# EXTRAIT DU TEXTE
La MESHS a invité le photographe Marc Heller, connu pour ses photographies des Salins-de-Giraud, de la baie d'Osaka ou des labours de la plaine de la Durance, à parcourir la région Nord-Pas-de-Calais. Il propose son regard de photographe aérien et sa méthode si particulière. Une exposition est née.
En parallèle, la Maison européenne des sciences de l'homme et de la société (MESHS) propose, d'octobre à décembre 2011, un cycle de rencontres et conférences intitulé Paysage et photographie. Le laboratoire de recherche LACTH (« Laboratoire conception territoire histoire », attaché l'École nationale supérieure d'architecture et de paysage de Lille) s'y est associé.
Marc Heller a cette spécificité de fréquenter la photographie selon deux modes, qui dans sa vie se sont côtoyés. Marc Heller a été photographe pour le Service régional de l’Inventaire, il a participé aux campagnes patrimoniales de documentation des bâtiments, des paysages et des outils ; il a en parallèle développé une photographie artistique, appuyée sur une expérience peu partageable : celle du survol aérien. C'est en travaillant à identifier des sites pour des archéologues que la pratique de la photographie aérienne s'est imposée à lui. Héritée du simple point de vue documentaire, l'expérience de la vue aérienne l'a amené à en considérer la force artistique. Dans un paysage vu de haut, tout devient signe. Un tracteur dans le coin d'un champ, des traces de roues, des montagnes de sel que la distance rend semblables a de petits tumulus. La vie et le sens des objets se réorganisent.
Si l'on admet qu'un paysage demande la position d'un sujet regardant, les deux pieds sur terre, une ligne d'horizon face à lui (en somme, les conditions d'une expérience partageable), la photographie aérienne pose la question de la « sortie du paysage ». Que voit-on d'avion si ce n'est du paysage terrestre. Que voit-on d'une navette spatiale si ce n'est un paysage terrestre ? Que voit-on de GoogleEarth, si ce n'est un paysage terrestre ?
Cet ancrage sur terre tiendra-t-il encore longtemps comme référence unique du point de vue partageable ? Il est possible que le survol soit à la photographie ce que les voyages en Orient furent à la littérature. Un horizon d'inconnu. Le photographe se transforme en témoin, il rapporte des vues inédites. Il montre le non visible au commun, le non accessible (provisoirement). Et pour autant, montre-t-il autre chose que du paysage ?
Marc Heller ne cache pas ses influences. Ce qui lui importe est la force abstraite et lyrique des paysages saisis de haut. On croira y reconnaître du De Stael, du Vieira da Silva, du Paul Klee parfois. Plutôt que d'abstraction, concernant les photographies de Marc Heller, il faudrait parler de décontextualisation lyrique. La photo est bien réelle, voire réaliste. Elle saisit une parcelle de ce qui est réellement et matériellement. Le cadrage opère la décontextualisation et transforme en signe questionnant ce qui à une autre échelle est un objet pratique ou naturel.

# CONSIGNE 1
Selon l'extrait sur Marc Heller, pourquoi vaudrait-il mieux parler de décontextualisation lyrique que d'abstraction pour ses photographies ? Répondez en une à trois phrases.
# CONSIGNE 2
D'après l'extrait sur Marc Heller, quel laboratoire de recherche s'est associé au cycle Paysage et photographie ?
# CONSIGNE 3
Poursuivez, s'il vous plaît, l'extrait sur Marc Heller à partir de sa dernière phrase.

# DONNÉES LISTÉES
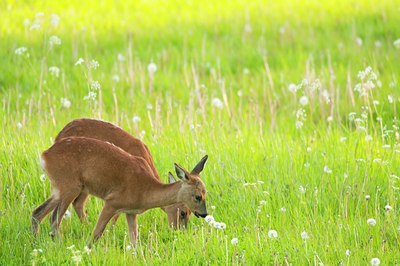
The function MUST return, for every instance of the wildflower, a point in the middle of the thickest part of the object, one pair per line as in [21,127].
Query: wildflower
[54,20]
[209,218]
[136,119]
[80,61]
[368,138]
[375,262]
[65,103]
[303,100]
[21,50]
[272,234]
[293,88]
[120,57]
[327,170]
[388,208]
[54,40]
[359,41]
[302,189]
[93,64]
[371,222]
[91,96]
[95,85]
[234,241]
[152,68]
[396,43]
[304,235]
[67,214]
[54,71]
[217,103]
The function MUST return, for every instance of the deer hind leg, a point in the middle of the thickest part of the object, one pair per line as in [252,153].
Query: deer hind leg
[65,200]
[132,226]
[79,205]
[40,212]
[106,214]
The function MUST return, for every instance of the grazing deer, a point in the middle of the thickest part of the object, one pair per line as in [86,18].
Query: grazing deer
[178,214]
[126,183]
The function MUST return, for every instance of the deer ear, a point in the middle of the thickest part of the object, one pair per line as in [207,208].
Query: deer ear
[171,178]
[181,173]
[199,167]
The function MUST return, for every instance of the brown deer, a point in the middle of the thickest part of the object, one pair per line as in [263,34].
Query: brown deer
[125,182]
[178,214]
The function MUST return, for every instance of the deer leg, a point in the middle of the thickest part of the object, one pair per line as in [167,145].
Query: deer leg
[132,226]
[65,201]
[79,206]
[40,212]
[106,214]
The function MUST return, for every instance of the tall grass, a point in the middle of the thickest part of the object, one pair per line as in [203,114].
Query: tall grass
[295,103]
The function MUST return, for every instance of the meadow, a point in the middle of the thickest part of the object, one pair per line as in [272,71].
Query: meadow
[295,102]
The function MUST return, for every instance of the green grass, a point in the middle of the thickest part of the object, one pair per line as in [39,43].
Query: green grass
[256,153]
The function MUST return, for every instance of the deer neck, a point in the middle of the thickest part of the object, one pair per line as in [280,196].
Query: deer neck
[162,195]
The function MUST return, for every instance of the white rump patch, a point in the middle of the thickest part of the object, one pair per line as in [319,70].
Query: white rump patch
[55,193]
[42,163]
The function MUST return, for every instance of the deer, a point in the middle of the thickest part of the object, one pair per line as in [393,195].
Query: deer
[125,182]
[177,214]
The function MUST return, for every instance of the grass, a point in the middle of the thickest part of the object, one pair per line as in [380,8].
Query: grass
[263,172]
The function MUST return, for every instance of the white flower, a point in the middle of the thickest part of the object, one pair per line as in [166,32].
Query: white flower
[152,68]
[272,234]
[94,64]
[80,61]
[209,218]
[371,222]
[91,96]
[359,41]
[120,57]
[54,71]
[388,208]
[65,103]
[95,85]
[234,241]
[303,100]
[327,170]
[21,50]
[67,214]
[396,43]
[292,87]
[54,20]
[304,235]
[136,119]
[217,103]
[375,262]
[54,40]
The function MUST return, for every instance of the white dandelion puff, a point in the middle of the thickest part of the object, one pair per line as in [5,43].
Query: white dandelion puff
[272,234]
[152,68]
[371,222]
[217,103]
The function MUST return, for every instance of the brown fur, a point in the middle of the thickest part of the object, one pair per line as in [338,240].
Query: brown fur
[178,214]
[125,183]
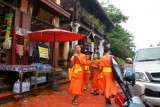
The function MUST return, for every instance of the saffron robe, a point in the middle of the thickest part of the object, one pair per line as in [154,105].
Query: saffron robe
[108,79]
[77,83]
[94,74]
[87,72]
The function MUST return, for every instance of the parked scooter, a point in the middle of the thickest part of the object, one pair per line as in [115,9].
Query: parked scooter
[126,82]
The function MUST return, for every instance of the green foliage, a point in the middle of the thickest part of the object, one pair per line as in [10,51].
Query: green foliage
[95,22]
[120,39]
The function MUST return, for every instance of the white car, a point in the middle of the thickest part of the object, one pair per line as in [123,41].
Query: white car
[147,68]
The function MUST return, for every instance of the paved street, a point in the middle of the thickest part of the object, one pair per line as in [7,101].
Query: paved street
[61,98]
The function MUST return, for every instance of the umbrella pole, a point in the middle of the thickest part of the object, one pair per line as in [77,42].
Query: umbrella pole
[54,80]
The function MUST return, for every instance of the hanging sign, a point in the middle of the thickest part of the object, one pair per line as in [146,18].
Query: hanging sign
[43,52]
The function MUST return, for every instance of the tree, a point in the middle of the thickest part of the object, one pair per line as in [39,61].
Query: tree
[120,39]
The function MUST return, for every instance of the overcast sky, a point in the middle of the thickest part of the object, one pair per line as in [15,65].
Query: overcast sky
[144,20]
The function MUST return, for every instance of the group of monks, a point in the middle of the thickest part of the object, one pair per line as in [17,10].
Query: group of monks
[99,71]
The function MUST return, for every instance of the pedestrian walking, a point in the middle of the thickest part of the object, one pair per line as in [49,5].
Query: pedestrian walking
[95,74]
[78,60]
[87,73]
[108,78]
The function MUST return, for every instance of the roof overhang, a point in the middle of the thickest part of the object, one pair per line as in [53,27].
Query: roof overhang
[94,7]
[52,7]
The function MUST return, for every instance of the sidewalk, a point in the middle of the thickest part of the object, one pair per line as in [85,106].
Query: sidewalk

# RÉSULTAT 1
Ses photographies sont bien réelles, voire réalistes : elles saisissent une parcelle de ce qui existe réellement et matériellement. C'est le cadrage qui opère la décontextualisation et transforme en signe questionnant ce qui, à une autre échelle, est un objet pratique ou naturel.

# RÉSULTAT 2
Le LACTH (« Laboratoire conception territoire histoire »), attaché à l'École nationale supérieure d'architecture et de paysage de Lille.

# RÉSULTAT 3
Si l'altitude déforme ou modifie le régime des signes, elle bouleverse aussi l'ordre des gravités et des nuisances. Ce qui « vu d'en bas » est menaçant, dangereux, laid, massif et désespérant, peut devenir un objet fascinant de beauté comme l'est une usine pétrochimique vue d'avion, comme l'est une décharge où les voitures abandonnées deviennent des points de couleur à la distribution hasardeuse, comme l'est une nappe d'hydrocarbure sur l'eau semblable à aquarelle surprenante.
Le survol — la suspension — suspend aussi la gravité (au double sens du terme). Le paysage aérien indique une réalité pour laquelle la vie est plus légère. Cette fiction d'idylle est une construction paysagère de Marc Heller.
Marc Heller est certes photographe, mais il est aussi pilote et construit son art depuis sa pratique.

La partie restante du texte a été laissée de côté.